Excerpt →
....................

Ambitious goals are nothing new for a company that has succeeded in transforming itself from a regional drug chain into the largest diversified health solutions company in the country, ranking No. 4 in the Fortune 500 list, with estimated revenue for 2021 of $290 billion. The process began in 1990, when CVS purchased 500 stores from People’s Drug, expanding its operations from New England into the Mid-Atlantic States. A succession of other retail acquisitions — Revco, Arbor, Sav-on/Osco and Longs among them — ensued over the next two decades, making CVS one of the two premier players in the national drug store market.

If CVS was unusual in the number and scale of the retail acquisitions it made, such deals were commonplace in the industry. A decisive moment came in 2007, when the company merged with Caremark Rx Inc., a leading pharmacy benefits manager. (The move was foreshadowed by the purchase of MinuteClinic, an in-store health clinic operator, a year earlier.) The addition of Caremark decisively altered CVS’ business model, enlarging its horizons from community pharmacy to the health care system as a whole. The acquisition of health insurer Aetna in 2018 further accelerated the company’s drive to extend the continuum of care.

Lynch and her colleagues have set about building on that foundation.

“As we look at the opportunities in health care, we’re focused on care delivery, expanded health services and products and digital health and wellness,” Lynch told investors and financial analysts. “And across the entire system, many companies are out there offering solutions that address individual pain points, but no one is bringing them together in a leveraged way. We can.

....................

Data entries:
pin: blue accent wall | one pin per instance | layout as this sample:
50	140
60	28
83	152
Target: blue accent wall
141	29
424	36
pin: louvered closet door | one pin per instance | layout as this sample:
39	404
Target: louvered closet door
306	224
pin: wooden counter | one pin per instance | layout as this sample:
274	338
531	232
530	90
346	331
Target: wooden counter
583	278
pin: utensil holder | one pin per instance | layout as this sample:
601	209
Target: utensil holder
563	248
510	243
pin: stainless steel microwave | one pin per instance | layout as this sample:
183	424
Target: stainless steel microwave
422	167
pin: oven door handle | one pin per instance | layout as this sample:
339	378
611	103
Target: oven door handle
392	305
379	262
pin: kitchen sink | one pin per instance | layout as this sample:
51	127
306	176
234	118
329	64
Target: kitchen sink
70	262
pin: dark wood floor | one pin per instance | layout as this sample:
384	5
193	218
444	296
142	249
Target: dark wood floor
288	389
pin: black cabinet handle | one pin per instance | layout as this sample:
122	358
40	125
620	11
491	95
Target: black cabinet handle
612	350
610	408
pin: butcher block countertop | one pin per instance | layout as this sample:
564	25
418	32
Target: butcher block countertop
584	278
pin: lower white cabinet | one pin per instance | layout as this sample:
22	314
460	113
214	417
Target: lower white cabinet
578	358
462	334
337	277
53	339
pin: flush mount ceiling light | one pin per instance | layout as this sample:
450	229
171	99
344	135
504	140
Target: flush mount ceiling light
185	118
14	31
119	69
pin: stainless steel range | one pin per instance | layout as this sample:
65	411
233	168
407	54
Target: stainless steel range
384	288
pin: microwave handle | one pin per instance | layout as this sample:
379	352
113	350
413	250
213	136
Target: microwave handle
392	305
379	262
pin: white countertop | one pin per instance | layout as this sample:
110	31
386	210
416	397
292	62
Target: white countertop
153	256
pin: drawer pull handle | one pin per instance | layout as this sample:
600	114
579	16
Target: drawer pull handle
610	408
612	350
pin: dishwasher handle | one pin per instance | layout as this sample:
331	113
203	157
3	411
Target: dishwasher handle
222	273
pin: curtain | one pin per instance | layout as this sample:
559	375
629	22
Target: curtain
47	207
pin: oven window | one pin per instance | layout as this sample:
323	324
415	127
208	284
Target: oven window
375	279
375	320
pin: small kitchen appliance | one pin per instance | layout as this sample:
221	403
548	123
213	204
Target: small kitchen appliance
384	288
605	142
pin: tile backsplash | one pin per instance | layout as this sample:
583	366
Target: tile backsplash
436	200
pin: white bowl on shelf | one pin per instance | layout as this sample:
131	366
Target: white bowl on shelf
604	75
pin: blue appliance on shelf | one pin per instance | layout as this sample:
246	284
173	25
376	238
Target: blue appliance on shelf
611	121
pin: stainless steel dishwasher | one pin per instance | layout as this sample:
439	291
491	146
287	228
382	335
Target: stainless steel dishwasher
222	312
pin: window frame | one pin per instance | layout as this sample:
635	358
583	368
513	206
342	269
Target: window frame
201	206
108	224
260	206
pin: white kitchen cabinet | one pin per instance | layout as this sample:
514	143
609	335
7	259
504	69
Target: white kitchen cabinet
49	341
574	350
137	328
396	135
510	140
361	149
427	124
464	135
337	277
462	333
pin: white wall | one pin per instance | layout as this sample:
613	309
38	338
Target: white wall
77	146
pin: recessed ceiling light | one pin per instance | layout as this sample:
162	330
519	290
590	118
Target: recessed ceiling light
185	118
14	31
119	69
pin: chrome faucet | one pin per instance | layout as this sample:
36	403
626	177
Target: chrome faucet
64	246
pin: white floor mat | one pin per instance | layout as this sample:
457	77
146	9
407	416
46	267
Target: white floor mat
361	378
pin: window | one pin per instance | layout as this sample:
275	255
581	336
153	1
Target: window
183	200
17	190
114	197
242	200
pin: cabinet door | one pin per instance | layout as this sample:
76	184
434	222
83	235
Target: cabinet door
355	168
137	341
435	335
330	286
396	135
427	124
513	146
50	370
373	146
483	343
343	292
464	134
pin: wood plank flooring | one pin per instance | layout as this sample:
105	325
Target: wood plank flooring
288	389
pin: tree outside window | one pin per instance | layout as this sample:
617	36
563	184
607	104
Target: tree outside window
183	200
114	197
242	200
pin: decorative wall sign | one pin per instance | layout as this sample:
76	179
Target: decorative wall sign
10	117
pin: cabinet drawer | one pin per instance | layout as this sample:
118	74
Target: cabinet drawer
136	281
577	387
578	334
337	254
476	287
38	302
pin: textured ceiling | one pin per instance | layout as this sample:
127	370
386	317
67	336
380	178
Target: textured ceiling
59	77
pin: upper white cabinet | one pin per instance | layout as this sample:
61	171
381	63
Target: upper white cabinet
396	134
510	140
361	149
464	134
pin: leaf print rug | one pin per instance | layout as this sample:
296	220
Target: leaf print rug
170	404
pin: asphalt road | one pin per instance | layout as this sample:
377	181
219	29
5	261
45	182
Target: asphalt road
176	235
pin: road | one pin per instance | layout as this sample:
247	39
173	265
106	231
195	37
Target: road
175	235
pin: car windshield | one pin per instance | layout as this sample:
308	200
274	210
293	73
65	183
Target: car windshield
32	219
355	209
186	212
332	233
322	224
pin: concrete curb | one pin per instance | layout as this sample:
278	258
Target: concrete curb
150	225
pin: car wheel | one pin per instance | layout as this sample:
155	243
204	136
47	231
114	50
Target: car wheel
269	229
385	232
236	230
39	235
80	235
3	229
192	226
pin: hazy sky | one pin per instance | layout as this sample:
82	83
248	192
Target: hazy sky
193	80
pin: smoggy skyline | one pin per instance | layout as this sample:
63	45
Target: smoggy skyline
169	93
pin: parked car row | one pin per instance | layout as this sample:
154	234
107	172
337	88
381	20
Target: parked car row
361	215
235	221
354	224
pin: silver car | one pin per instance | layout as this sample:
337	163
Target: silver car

....................

How to complete this task →
Write the next part of the article on CVS's growth from a drugstore chain into a health care company, starting right after its final sentence.

Exercise response →
“The market is ripe for change that only we can deliver. And to capitalize on these broader market opportunities, we’re making several bold pivots in our strategy. These pivots leverage our existing assets and businesses that already give us a personal relationship with the consumer.”

The strategy includes the rationalization of the company’s store base. In addition to the previously announced closure of about 900 outlets over the next three years, remaining stores will be positioned as health care destinations in one of three formats — advanced primary care centers, HealthHUBs or traditional CVS pharmacies.

What goes on in the stores will be complemented by a digital‐first approach that augments the company’s reach and engagement with its more than 35 million online members, and also involves the launch of consumer‐centric services that Lynch says will enhance the customer experience. In addition, CVS’ omnichannel health services will be bolstered to better meet the needs of consumers whenever and wherever they choose. In pharmacy, the omnichannel strategy will bring about integration across all fulfillment channels in an effort to deliver personalized and seamless interactions.

The most significant departure is the plan to quickly increase CVS’ presence in primary care, a process that Lynch acknowledged will require new partnerships and acquisitions. She pointed out that while primary care accounts for just 10% of health care spending, it has a huge impact on utilization of other heath care resources.

“We will further build out our primary care offering to guide consumers on the care continuum to the sites and the providers that meet their needs,” Lynch explained. “A hallmark of primary care is owning the longitudinal relationship with the patient. Consumers are seeking this type of relationship. We can be at the center of their care.

“The traditional relationship is between the patient and the doctor. We’re going to shift the model to be centered around the patient with a multidisciplinary care team that all work together. The team will be led by a physician and include nurses, social workers, pharmacists and other health care practitioners.”

The approach to primary care envisioned by CVS is designed to pave the way for risk‐based reimbursement models and value‐based care, areas where the expertise of Caremark and Aetna can be brought to bear.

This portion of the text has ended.